--- Excerpted passage ---

To Enjoy on the Journey – BR Style

We all know too well that a delight for the English is a smartly phrased criticism of a national organisation, which, however true at first, simply proves too popular to resist its constant use many years beyond its justification.

For BR at least, though many other criticisms will no doubt come to our audience's mind, the most favoured and still used one is that aimed at the BR sandwich!

Dry, tasteless and definitely curled at the edges, lamenting its life on the Station Refreshment Room counter under a plastic or glass domed cover, this was the popular image of BR take away food, which caused the BR management to urgently employ even the likes of Prue Leith to try to make it history.

Well, from our Great Western Trust archive collection, we proudly illustrate three images of a BR pamphlet of that era, which was their attempt to substantially change its packed meal image and offering.

As steam engine and period train enthusiasts, we have to comment that whilst it was hardly the main subject of the pamphlet, surely BR could have directed the graphic designers to do rather better than their over simplistic sketch of a steam train?

Oh well, grumble aside and we now turn to the main content. Our archive holds examples of the finely styled and crafted containers the GWR once produced for similar use (a future Blog will focus on them), but as yet, we have never found one of the kind shown on the pamphlet cover! This may well be a result of them being a ‘throw away’ item, as they would have suffered from staining etc from their purchased contents. It would be a nice discovery to find that an example does exist ‘somewhere in England’ though.

Quite how long this initiative lasted, and its degree of popularity is yet to be discovered. The pamphlet has been illustrated in full as its contents and prices are worthy of being fully appreciated.

Our final comment is to point out the helpfully inserted notice on the back section about ‘Service of Tea from Insulated Urns’. In a far less Health and Safety and dare we say litigious age, there is no mention of the cautionary warning, ‘this contains hot liquid’ for those paper cups!


TUESDAY 14 JUNE

GWR Staff Social & Recreational Events – No 3

In our 28 July 2020 and our February 2022 Blogs, we covered both the GWR Staff Association Music Festival of 1939 and a programme for a production of The Gondoliers, a Gilbert & Sullivan Opera, by the Swindon (GWR) Mechanics Institution Amateur Dramatics Society on May 17 to 20 1905.

We explained that they were just examples from one of the most significant elements of the Great Western Trust Collection, our vast array of material and artefacts relating to the GWR (and then BRWR) staff recreational activities. We reflected that in our current times it was perhaps hard to imagine any large company supporting financially, let alone organising on the scale of the GWR, the breadth of activities and their year-on-year assured organisation. Well, our item today only goes to further that reflection.

It is a stunning silver medallion of striking design, in its own quality presentation box.

Awarded to Miss Eva Johnson, of Hirwaun, in 1929 by the GWR Social & Educational Union (which later became the GWR Staff Association) it was made for the GWR by Toye & Co Ltd Medallists, established no less than in 1835, the very year of the GWR founding Act of Parliament! Eva Johnson won her silver medal for a bedspread she exhibited in the Crochet and Knitting section of the 1929 Arts and Crafts exhibition.

--- Dataset records ---

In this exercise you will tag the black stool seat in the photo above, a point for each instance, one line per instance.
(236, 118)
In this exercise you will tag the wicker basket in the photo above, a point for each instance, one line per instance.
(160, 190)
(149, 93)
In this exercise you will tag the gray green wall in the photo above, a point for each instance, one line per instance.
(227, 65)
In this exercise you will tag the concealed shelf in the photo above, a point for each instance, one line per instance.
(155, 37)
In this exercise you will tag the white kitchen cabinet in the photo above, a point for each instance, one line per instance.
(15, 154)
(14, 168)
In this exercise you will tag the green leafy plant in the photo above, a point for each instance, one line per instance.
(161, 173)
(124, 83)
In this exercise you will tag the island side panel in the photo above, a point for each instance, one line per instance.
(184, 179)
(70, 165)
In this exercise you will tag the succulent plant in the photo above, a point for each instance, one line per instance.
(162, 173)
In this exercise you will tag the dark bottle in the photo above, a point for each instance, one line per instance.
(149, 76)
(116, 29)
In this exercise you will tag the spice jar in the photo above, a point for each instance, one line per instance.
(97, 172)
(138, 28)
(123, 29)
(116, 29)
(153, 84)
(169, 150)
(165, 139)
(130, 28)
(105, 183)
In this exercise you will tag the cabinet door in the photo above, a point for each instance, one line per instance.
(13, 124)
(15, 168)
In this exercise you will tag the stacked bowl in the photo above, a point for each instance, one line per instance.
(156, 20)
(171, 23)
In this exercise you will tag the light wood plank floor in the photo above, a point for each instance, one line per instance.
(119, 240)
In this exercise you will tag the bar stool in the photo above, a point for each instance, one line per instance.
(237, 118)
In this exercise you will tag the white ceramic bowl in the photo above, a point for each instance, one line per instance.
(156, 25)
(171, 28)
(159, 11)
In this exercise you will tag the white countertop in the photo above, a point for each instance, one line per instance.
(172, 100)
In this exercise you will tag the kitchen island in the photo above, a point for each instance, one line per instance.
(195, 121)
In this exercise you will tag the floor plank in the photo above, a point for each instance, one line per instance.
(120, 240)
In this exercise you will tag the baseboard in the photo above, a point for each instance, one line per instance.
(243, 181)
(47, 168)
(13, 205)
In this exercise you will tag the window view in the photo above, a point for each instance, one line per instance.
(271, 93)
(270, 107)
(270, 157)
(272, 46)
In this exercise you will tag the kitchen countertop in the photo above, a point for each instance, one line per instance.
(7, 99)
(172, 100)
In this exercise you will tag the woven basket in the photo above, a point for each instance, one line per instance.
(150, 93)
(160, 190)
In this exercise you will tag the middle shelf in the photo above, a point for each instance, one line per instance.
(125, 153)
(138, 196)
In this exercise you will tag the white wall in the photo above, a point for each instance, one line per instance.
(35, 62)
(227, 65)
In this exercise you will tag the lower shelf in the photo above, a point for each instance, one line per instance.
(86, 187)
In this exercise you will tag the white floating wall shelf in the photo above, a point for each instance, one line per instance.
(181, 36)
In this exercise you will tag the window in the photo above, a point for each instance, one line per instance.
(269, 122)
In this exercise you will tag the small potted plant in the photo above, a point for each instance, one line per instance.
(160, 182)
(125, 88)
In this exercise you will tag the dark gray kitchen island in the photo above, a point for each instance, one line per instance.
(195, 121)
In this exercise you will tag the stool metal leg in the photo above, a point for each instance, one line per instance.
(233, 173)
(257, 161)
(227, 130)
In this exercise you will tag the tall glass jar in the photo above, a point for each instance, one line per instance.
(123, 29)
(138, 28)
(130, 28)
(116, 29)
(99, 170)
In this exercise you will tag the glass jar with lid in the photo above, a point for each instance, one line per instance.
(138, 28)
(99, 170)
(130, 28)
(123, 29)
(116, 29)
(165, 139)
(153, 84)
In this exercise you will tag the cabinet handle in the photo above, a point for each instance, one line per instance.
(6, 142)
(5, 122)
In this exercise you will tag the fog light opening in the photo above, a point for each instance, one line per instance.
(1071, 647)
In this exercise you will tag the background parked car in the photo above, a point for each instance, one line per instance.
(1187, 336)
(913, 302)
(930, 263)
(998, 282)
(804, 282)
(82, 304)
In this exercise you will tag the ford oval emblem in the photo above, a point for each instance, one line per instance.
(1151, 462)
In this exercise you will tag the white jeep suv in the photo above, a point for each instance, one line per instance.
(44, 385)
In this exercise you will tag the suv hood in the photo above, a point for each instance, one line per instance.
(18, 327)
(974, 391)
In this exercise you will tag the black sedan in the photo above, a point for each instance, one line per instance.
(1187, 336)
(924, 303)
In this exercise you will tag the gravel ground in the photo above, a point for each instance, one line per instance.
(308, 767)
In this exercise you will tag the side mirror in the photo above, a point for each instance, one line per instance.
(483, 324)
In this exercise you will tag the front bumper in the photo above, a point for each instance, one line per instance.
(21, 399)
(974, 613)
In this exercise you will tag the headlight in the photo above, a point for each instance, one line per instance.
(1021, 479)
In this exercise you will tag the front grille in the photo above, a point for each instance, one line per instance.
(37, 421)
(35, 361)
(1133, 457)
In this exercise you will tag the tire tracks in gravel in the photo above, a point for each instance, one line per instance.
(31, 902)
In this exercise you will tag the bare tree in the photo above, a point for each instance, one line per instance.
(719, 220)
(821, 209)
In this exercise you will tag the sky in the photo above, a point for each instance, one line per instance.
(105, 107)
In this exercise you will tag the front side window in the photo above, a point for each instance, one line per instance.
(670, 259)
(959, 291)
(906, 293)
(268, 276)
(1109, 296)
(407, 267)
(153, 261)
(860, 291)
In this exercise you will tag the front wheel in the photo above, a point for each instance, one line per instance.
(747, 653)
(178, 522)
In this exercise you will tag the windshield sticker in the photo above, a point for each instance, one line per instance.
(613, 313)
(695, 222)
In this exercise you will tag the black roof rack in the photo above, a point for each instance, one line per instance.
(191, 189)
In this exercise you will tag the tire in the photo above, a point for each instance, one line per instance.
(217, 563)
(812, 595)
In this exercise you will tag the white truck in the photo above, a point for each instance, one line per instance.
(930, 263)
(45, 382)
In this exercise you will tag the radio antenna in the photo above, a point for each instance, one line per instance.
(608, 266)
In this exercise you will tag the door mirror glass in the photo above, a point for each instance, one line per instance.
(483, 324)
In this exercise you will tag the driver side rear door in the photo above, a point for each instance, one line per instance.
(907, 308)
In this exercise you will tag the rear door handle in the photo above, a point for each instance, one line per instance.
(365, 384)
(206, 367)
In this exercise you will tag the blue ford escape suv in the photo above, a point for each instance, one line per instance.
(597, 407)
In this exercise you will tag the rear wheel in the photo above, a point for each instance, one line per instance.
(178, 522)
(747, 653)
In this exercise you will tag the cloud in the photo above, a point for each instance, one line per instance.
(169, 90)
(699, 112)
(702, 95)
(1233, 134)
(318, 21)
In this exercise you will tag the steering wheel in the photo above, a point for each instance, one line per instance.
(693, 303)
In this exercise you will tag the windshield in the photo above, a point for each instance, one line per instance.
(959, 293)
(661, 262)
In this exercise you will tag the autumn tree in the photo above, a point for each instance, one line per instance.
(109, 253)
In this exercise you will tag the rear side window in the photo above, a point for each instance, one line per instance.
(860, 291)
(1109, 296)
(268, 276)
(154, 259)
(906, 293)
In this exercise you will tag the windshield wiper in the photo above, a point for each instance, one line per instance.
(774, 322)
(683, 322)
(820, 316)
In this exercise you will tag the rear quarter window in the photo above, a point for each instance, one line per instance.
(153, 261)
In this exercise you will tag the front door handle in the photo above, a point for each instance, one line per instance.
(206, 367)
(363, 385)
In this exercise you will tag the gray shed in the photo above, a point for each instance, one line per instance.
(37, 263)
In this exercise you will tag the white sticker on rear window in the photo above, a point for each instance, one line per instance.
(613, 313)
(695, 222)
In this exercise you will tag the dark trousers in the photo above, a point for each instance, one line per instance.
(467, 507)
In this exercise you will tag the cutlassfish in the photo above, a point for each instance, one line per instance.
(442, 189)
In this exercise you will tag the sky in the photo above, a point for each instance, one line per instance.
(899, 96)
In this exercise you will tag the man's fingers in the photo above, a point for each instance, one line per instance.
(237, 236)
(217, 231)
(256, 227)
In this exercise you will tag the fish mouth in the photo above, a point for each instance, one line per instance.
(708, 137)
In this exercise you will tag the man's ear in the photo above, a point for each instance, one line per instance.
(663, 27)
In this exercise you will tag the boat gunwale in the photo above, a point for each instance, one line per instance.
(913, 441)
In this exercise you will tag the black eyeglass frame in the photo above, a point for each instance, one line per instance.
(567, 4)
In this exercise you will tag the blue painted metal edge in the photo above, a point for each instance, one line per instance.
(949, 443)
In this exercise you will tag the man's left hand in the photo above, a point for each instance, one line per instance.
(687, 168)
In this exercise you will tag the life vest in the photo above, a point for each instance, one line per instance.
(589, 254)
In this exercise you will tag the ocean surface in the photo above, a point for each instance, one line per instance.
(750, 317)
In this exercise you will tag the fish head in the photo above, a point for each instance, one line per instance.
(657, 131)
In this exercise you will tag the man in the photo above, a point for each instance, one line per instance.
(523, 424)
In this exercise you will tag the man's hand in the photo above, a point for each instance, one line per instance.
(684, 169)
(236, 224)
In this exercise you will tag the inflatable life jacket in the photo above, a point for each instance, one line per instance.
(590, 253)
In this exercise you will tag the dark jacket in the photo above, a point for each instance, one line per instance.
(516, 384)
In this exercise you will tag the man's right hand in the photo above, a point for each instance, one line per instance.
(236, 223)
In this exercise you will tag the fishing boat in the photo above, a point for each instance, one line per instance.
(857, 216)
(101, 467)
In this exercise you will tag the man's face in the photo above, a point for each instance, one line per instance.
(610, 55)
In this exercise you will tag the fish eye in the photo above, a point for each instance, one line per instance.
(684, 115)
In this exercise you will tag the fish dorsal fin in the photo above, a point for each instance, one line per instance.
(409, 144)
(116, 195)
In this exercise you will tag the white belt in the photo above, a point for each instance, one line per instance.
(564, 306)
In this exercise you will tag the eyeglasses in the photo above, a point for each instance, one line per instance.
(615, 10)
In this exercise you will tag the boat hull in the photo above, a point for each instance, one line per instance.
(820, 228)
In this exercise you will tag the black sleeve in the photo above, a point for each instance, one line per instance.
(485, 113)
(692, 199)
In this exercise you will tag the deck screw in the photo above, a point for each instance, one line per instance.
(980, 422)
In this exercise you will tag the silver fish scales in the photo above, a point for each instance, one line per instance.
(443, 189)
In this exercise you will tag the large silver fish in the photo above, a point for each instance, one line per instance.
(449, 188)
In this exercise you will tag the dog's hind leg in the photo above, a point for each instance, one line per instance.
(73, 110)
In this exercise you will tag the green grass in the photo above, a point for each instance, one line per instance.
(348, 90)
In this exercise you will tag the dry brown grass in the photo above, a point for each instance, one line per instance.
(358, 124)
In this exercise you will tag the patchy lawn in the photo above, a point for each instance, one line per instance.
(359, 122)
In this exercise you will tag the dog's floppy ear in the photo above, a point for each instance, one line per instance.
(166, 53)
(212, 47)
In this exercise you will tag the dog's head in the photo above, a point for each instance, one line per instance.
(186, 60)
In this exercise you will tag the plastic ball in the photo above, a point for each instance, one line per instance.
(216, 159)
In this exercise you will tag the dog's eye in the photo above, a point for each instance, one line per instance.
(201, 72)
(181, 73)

---

Given exercise -> Transcribe the stretch of the blog excerpt from "Awarded to Miss" through "and Crafts exhibition.". This data is separate material, unrelated to the blog excerpt.

Output for this task ->
Awarded to Miss Eva Johnson, of Hirwaun, in 1929 by the GWR Social & Educational Union (which later became the GWR Staff Association) it was made for the GWR by Toye & Co Ltd Medallists, established no less than in 1835, the very year of the GWR founding Act of Parliament! Eva Johnson won her silver medal for a bedspread she exhibited in the Crochet and Knitting section of the 1929 Arts and Crafts exhibition.